* [PATCH] dm-table:fix zone block_device not aligned with zonesize
@ 2024-07-04 15:15 Li Dong
2024-07-04 15:29 ` Mikulas Patocka
0 siblings, 1 reply; 6+ messages in thread
From: Li Dong @ 2024-07-04 15:15 UTC (permalink / raw)
To: Alasdair Kergon, Mike Snitzer, Mikulas Patocka,
open list:DEVICE-MAPPER (LVM), open list
Cc: opensource.kernel, lidong
For zone block devices, device_area_is_invalid may return an incorrect
value.
Failure log:
[ 19.337657]: device-mapper: table: 254:56: len=836960256 not aligned to
h/w zone size 3244032 of sde
[ 19.337665]: device-mapper: core: Cannot calculate initial queue limits
[ 19.337667]: device-mapper: ioctl: unable to set up device queue for
new table.
Actually, the device's zone length is aligned to the zonesize.
Fixes: 5dea271b6d87 ("dm table: pass correct dev area size to device_area_is_valid")
Signed-off-by: Li Dong <lidong@vivo.com>
---
drivers/md/dm-table.c | 4 ++--
1 file changed, 2 insertions(+), 2 deletions(-)

- **STATED PROBLEM A**
Which source file does the dm-table patch modify?

Dataset excerpts on object pointing:
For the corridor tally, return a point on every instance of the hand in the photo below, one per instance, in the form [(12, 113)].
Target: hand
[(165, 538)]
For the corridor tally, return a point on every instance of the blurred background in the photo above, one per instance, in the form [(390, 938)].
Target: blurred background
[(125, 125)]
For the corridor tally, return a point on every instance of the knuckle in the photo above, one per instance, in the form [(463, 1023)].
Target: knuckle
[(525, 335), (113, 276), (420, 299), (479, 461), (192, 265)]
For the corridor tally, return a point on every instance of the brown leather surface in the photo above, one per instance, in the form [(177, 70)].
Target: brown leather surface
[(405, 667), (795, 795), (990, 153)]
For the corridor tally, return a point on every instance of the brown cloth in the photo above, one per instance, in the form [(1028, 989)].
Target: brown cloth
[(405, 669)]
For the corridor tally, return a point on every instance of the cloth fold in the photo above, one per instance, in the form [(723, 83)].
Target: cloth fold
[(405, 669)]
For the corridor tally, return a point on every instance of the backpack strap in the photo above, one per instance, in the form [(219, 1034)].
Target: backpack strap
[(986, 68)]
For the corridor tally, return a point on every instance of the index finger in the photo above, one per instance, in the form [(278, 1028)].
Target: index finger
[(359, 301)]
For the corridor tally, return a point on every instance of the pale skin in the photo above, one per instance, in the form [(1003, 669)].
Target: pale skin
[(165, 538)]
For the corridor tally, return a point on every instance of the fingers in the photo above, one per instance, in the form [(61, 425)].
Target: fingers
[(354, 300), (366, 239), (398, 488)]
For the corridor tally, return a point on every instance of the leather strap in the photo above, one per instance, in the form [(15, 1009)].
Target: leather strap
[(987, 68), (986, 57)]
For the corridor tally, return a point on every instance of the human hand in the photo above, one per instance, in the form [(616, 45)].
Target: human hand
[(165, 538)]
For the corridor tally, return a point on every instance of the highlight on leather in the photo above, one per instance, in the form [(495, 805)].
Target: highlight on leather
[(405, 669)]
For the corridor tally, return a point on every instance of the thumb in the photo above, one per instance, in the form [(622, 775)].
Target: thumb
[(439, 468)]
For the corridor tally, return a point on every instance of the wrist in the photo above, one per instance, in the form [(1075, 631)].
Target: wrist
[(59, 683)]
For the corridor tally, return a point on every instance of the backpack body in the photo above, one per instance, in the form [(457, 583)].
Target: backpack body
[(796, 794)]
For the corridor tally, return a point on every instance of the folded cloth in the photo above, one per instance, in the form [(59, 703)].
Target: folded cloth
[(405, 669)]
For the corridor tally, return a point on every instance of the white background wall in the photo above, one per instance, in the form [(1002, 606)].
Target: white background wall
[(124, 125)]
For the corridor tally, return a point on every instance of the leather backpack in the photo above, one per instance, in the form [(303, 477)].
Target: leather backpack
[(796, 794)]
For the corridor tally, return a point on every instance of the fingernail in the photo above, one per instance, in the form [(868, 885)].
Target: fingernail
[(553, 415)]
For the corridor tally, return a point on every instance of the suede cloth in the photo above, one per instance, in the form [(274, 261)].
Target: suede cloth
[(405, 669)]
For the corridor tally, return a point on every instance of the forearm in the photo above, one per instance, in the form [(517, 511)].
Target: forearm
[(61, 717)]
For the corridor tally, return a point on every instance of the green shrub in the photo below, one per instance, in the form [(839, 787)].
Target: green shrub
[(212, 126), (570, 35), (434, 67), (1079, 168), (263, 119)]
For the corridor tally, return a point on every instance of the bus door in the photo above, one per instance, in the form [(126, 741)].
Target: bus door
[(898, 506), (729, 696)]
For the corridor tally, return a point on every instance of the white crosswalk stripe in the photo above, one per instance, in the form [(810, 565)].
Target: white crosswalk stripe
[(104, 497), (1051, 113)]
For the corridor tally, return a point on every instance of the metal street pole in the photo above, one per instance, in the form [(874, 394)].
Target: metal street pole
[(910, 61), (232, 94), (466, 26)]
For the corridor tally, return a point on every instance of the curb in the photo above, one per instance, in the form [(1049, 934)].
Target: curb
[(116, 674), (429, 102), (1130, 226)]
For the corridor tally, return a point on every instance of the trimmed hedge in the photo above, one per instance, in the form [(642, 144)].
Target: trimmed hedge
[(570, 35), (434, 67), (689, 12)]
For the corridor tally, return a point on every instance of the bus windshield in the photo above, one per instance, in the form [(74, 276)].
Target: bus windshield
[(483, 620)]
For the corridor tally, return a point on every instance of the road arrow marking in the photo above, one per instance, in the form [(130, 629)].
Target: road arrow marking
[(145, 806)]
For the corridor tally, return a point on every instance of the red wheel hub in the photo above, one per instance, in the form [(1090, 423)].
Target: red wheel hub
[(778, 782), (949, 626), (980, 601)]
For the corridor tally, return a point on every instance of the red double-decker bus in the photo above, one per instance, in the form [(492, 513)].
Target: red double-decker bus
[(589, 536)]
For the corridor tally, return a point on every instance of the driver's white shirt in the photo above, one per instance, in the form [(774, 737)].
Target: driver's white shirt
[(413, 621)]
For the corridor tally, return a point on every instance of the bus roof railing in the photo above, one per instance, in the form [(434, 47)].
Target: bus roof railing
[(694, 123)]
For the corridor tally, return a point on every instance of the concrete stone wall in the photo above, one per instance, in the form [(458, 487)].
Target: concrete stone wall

- **STATED PROBLEM B**
Put the lines of the entries into a JSON list of strings, one string per line and no blank lines. Begin at the line that contains "form [(59, 703)]." and stop after the line that contains "[(124, 125)]".

- **EXERCISE RESPONSE A**
drivers/md/dm-table.c

- **EXERCISE RESPONSE B**
[
  "For the corridor tally, return a point on every instance of the folded cloth in the photo above, one per instance, in the form [(59, 703)].",
  "Target: folded cloth",
  "[(405, 669)]",
  "For the corridor tally, return a point on every instance of the white background wall in the photo above, one per instance, in the form [(1002, 606)].",
  "Target: white background wall",
  "[(124, 125)]"
]